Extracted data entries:

BEGIN

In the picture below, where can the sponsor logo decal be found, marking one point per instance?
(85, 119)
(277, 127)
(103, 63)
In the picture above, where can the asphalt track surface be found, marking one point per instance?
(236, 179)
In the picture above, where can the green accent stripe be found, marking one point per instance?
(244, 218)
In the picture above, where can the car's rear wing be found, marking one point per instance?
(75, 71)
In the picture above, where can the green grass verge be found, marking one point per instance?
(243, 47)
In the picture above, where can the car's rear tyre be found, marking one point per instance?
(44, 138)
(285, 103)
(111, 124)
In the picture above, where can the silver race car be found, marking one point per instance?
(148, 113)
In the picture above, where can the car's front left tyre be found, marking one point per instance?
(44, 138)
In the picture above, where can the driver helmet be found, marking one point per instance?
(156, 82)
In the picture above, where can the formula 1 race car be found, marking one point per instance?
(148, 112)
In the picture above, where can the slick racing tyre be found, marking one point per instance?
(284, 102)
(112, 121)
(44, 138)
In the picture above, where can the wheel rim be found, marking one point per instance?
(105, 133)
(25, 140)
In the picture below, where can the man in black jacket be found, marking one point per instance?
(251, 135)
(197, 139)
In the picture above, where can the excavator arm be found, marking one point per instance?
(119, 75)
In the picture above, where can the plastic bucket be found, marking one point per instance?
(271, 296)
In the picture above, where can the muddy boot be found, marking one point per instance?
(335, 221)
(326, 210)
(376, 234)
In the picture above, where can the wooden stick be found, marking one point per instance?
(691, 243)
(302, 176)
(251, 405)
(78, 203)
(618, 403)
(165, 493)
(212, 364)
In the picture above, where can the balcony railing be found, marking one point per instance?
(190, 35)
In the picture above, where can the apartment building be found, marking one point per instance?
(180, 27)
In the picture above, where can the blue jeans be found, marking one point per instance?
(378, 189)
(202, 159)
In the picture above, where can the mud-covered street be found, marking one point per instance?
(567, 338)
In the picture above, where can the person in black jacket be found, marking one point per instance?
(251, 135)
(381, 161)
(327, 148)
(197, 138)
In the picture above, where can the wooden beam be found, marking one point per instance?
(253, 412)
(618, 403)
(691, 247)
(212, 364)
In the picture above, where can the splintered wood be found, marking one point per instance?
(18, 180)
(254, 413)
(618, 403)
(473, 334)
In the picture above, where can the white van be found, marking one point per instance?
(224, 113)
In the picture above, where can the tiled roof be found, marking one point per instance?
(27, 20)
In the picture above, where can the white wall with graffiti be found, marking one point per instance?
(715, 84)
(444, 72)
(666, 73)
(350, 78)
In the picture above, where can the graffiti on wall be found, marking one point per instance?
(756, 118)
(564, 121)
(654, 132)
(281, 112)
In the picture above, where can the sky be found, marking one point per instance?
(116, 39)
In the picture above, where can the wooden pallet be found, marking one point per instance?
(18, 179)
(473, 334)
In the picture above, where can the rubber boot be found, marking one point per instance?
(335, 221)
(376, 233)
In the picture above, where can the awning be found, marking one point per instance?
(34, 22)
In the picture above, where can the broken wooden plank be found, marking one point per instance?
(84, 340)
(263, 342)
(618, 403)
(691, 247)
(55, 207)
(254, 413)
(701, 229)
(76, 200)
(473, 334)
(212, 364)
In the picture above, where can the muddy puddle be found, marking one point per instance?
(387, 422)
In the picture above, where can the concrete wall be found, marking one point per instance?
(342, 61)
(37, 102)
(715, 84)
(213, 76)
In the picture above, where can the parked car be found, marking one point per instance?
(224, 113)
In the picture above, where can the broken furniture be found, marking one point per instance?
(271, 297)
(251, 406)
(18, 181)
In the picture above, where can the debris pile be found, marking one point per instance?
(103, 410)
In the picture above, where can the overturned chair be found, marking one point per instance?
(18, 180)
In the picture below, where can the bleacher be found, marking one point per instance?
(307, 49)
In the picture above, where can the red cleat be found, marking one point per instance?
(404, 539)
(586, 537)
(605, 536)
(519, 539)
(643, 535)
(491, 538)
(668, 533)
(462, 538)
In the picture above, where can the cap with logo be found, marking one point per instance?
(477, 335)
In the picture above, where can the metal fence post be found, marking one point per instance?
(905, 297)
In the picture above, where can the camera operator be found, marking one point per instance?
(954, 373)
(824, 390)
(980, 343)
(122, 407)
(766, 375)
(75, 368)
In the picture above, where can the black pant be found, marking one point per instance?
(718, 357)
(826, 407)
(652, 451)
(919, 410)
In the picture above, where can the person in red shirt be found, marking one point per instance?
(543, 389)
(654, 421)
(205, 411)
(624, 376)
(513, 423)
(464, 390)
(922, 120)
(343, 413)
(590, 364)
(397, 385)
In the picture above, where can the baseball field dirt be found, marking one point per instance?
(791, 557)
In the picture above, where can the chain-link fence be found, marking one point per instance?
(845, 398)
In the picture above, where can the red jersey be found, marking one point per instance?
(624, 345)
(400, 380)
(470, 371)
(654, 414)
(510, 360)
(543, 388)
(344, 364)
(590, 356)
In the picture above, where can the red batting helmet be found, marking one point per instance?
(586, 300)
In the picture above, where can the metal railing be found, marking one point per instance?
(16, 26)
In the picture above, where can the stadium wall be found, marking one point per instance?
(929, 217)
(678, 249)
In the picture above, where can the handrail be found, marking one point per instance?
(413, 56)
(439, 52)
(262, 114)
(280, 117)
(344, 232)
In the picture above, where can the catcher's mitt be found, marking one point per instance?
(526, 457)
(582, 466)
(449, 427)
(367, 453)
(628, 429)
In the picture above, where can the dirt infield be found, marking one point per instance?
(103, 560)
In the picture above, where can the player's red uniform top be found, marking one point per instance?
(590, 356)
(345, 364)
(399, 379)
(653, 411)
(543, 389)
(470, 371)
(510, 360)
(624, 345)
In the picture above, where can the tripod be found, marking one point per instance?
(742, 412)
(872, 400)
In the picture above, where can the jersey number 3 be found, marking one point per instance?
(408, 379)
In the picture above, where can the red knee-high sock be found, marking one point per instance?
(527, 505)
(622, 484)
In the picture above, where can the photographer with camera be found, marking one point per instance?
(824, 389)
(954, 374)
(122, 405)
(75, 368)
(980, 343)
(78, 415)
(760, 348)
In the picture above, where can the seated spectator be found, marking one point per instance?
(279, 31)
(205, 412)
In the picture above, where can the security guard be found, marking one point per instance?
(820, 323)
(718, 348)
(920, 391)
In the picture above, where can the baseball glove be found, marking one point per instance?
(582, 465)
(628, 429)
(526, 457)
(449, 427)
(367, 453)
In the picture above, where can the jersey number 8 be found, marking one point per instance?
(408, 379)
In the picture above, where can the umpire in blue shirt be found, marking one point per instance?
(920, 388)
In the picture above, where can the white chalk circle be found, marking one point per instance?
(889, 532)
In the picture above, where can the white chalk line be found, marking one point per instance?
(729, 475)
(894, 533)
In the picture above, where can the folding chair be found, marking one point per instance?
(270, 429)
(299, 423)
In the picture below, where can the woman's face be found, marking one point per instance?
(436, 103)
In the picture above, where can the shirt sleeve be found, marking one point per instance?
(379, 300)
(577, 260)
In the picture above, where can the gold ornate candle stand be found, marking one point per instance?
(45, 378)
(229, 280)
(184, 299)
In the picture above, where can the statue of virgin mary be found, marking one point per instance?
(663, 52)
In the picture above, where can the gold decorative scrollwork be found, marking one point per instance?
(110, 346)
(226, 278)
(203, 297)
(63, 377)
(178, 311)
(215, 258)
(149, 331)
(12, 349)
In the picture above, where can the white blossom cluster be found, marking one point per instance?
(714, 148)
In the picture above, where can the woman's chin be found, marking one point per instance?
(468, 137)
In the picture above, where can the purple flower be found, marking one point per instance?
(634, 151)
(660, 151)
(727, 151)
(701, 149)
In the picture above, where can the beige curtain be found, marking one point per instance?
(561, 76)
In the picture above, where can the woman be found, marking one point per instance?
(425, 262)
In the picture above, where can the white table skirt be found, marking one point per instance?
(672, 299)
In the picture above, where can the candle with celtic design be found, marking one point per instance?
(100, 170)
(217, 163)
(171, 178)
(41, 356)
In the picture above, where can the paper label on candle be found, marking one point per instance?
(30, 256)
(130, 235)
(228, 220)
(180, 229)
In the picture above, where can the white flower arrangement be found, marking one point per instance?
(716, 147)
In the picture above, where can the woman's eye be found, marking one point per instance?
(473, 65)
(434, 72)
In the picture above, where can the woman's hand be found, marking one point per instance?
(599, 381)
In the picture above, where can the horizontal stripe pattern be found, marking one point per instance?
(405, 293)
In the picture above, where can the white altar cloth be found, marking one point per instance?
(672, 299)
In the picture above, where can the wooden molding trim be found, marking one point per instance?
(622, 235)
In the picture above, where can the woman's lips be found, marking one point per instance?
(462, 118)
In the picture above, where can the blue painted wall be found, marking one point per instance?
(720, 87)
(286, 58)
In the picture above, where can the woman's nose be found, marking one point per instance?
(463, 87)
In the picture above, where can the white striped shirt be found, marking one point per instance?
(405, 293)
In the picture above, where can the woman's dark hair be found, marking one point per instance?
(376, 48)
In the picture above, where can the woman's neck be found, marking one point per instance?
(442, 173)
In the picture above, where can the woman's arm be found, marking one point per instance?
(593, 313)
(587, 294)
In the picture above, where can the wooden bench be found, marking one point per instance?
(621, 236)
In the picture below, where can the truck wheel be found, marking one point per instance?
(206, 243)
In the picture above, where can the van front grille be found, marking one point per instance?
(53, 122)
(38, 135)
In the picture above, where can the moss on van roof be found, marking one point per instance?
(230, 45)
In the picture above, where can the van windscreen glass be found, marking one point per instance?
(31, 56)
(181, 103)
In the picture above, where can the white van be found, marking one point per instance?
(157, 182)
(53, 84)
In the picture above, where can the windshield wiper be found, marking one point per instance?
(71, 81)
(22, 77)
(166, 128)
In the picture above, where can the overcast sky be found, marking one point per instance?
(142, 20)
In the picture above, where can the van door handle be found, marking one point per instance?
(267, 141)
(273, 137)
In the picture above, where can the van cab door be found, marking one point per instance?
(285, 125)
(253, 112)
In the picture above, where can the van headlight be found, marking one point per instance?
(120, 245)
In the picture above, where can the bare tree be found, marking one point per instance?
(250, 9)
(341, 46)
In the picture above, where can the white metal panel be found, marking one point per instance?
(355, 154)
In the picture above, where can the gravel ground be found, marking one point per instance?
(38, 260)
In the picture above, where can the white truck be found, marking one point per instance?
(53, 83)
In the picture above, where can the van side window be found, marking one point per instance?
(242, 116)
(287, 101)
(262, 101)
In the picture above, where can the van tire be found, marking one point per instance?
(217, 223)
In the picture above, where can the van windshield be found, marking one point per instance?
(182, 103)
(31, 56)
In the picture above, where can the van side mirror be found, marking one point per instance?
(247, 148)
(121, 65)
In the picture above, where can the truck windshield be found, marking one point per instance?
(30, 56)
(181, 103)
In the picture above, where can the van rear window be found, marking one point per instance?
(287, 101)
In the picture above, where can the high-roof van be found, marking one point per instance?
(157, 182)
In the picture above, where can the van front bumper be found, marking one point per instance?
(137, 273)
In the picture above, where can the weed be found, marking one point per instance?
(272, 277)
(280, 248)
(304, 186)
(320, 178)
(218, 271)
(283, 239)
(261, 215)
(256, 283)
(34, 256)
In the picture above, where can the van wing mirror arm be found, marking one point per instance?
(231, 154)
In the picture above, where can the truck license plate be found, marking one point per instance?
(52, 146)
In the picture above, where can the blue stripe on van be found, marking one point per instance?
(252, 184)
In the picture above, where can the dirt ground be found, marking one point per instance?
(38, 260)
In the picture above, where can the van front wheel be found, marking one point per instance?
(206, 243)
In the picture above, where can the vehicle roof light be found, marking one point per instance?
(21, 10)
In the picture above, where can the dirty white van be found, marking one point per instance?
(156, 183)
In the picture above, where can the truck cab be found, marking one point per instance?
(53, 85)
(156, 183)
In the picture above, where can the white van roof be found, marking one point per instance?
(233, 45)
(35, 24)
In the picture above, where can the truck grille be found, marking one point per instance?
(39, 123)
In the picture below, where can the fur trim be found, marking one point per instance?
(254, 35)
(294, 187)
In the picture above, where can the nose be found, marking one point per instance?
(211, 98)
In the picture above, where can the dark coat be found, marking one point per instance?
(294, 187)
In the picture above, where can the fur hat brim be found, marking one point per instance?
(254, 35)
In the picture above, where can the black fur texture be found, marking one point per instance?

END

Assignment: Each line from the one containing "In the picture above, where can the truck cab" to the end of the entries above should be copied exactly, and no other line.

Result below:
In the picture above, where can the truck cab be found, marking one point per instance?
(53, 85)
(156, 183)
In the picture above, where can the white van roof be found, marking one point per instance?
(233, 45)
(35, 24)
In the picture above, where can the truck grille be found, marking one point per instance?
(39, 123)
In the picture below, where can the fur trim be found, marking one point per instance?
(254, 35)
(294, 187)
In the picture above, where can the nose be found, marking one point per instance?
(211, 98)
In the picture above, where can the dark coat be found, marking one point per instance?
(294, 187)
In the picture above, where can the fur hat brim be found, marking one point per instance?
(254, 35)
In the picture above, where can the black fur texture be found, marking one point per instance?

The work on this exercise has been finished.